◆ LESETEXT ◆
----
Nach einer einstündigen Busfahrt startet unser Lauf an der Maastricht Central Station um 01:20 und führt die ersten 6-7 km durch Maastricht und seine Industriegebiete an der Maas entlang. Nachts in den niemals schlafenden und stinkenden Industriegebieten mitten auf leeren Straßen zu laufen ist abstoßend und faszinierend zugleich. Die Lichtverschmutzung, die die Sterne verblassen lässt, die vielfältigen Gerüche, die die Natur überdecken und die unnatürliche Wärme von Maschinen und Asphalt lassen uns wehmütig an die schöneren Teile unserer Strecke denken. Dann ist es soweit: die Göhl trifft von Osten kommend auf die Maas. Der Aufbau über der Mündung ist wunderschön verziert…

P1090727

Endlich am richtigen Fluss geht es auch endlich weg von Maastricht. Erste kleine Trails locken und sind im Dunkeln direkt am Fluss oft etwas überraschend. Über die ersten 2-3 Stunden des Weges lässt sich sagen: nicht zuviel Trail, viele etwas breitere Wege – perfekt im Dunkeln zu laufen und wir kommen sehr schnell voran. Überrascht und verzaubert werden wir zwischen KM 21 und 25 vom nächtlichen Valkenburg mit seinen alten, beleuchten Bauten, Burgen und Parkanlagen und den Höhlen in der Umgebung. Muss wohl ein Ausflug bei Tageslicht wert sein!

P1090736 P1090733

Weiter geht es gen Osten und pünktlich ab 4 Uhr sieht man am Horizont neben der wunderbaren Mondsichel, die ersten Anzeichen von Morgendämmerung. Es eine ganz besondere Stimmung in dieser Zeit vor dem Sonnenaufgang. Der kälteste Punkt der Nacht, oft begleitet von einem leichten Wind, als würde die Natur nochmal durchatmen und dann wird es plötzlich laut – die Vögel beginnen mit ihrem Gesang. Für uns beginnt die schwerste Stunde. Die Müdigkeit schlägt mit voller Kraft zu und als wir um 5 Uhr eine Bank zu einer ersten größeren Essenpause nutzen, wünschen wir uns beide hier sitzen bleiben zu können und den Sonnenaufgang zu bewundern.

P1090739 P1090741

Wir laufen dann doch weiter, aber in dem Moment fühlt es sich so an als sein die Party vorbei. Wie passend das wir in den Niederlanden sind und die interessante Ortsnamen mögen:

P1090743

Die aufgehende Sonne bringt dann nach dieser langen Stunde die Lebensgeister etwas zurück. Zudem kommen wir langsam in die Regionen an der Göhl, die wir von unserem Göhl_Marathon schon kennen. Das gibt nochmal etwas mehr Kraft. Wir fangen wieder an mehr zu reden, über verrückte Läufe und noch verrücktere Läufer, essen regelmäßiger und erreichen auch bald die eigenartigste VP der Welt. Ein unendlich langer Klärwerkszaun mit perfekt reifen Johannisbeeren. Traurig, dass wohl niemand diese Pracht ernten wird, bedienen wir uns!
----
◆ BEREITGESTELLTE EINTRÄGE ◆

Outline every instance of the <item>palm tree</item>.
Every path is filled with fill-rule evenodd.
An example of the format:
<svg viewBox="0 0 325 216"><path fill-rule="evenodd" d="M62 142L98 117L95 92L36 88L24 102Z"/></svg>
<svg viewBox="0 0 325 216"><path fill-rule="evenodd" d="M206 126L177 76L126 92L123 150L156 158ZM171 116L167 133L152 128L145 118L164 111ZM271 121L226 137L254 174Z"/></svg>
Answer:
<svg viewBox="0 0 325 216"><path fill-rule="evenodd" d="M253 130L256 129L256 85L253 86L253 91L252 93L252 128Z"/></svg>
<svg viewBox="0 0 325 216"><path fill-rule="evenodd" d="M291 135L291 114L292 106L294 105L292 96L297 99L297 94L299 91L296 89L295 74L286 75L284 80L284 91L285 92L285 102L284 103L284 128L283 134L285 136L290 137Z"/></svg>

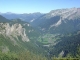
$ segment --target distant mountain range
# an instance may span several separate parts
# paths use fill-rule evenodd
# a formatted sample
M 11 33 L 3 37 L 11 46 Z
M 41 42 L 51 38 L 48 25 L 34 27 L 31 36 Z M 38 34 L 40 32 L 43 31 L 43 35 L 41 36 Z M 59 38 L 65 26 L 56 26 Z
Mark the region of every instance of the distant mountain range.
M 49 33 L 68 33 L 80 30 L 80 8 L 58 9 L 32 22 L 39 30 Z
M 29 50 L 47 57 L 77 57 L 80 8 L 49 13 L 0 13 L 0 51 Z
M 27 21 L 27 22 L 33 22 L 35 19 L 37 19 L 38 17 L 44 15 L 43 13 L 40 12 L 36 12 L 36 13 L 24 13 L 24 14 L 16 14 L 16 13 L 11 13 L 11 12 L 7 12 L 7 13 L 0 13 L 0 15 L 2 15 L 3 17 L 11 20 L 11 19 L 21 19 L 23 21 Z

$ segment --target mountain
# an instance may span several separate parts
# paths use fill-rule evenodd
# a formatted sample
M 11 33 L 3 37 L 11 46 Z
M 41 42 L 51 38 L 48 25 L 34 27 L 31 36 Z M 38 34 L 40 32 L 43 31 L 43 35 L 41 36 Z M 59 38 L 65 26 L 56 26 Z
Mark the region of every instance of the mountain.
M 15 58 L 13 60 L 80 58 L 79 13 L 80 8 L 57 9 L 29 22 L 19 18 L 8 20 L 0 15 L 0 55 L 5 58 L 3 60 L 11 60 L 12 57 Z
M 35 19 L 37 19 L 38 17 L 42 16 L 43 14 L 40 12 L 36 12 L 36 13 L 24 13 L 24 14 L 16 14 L 16 13 L 11 13 L 11 12 L 7 12 L 7 13 L 0 13 L 0 15 L 2 15 L 3 17 L 11 20 L 11 19 L 21 19 L 23 21 L 26 22 L 33 22 Z
M 80 30 L 80 8 L 57 9 L 41 16 L 32 25 L 48 33 L 69 33 Z
M 3 22 L 5 21 L 5 22 Z M 0 16 L 0 51 L 18 52 L 23 50 L 44 50 L 36 45 L 38 33 L 28 22 L 20 19 L 9 20 Z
----
◆ ARBEITSAUFTRAG A ◆
Zählen Sie alles auf, womit das nächtliche Valkenburg laut Lesetext die Läufer überrascht und verzaubert.
◆ ARBEITSAUFTRAG B ◆
Stimmen die folgenden Aussagen mit dem Lesetext überein? (i) Der Lauf beginnt um 01:20 an der Maastricht Central Station. (ii) In den ersten 2-3 Stunden führt der Weg überwiegend über schmale Trails. (iii) Die erste größere Essenpause findet um 4 Uhr statt.
◆ ARBEITSAUFTRAG C ◆
Geben Sie aus dem Lesetext alles von „Die aufgehende Sonne“ bis hinunter zu „bedienen wir uns!“ wortwörtlich wieder.
Bitte stützen Sie sich ausschließlich auf den Lesetext.

◆ ANTWORTFELD A ◆
alte, beleuchtete Bauten; Burgen; Parkanlagen; die Höhlen in der Umgebung

◆ ANTWORTFELD B ◆
(i) Ja: „startet unser Lauf an der Maastricht Central Station um 01:20“
(ii) Nein: „nicht zuviel Trail, viele etwas breitere Wege“
(iii) Nein: „als wir um 5 Uhr eine Bank zu einer ersten größeren Essenpause nutzen“

◆ ANTWORTFELD C ◆
Die aufgehende Sonne bringt dann nach dieser langen Stunde die Lebensgeister etwas zurück. Zudem kommen wir langsam in die Regionen an der Göhl, die wir von unserem Göhl_Marathon schon kennen. Das gibt nochmal etwas mehr Kraft. Wir fangen wieder an mehr zu reden, über verrückte Läufe und noch verrücktere Läufer, essen regelmäßiger und erreichen auch bald die eigenartigste VP der Welt. Ein unendlich langer Klärwerkszaun mit perfekt reifen Johannisbeeren. Traurig, dass wohl niemand diese Pracht ernten wird, bedienen wir uns!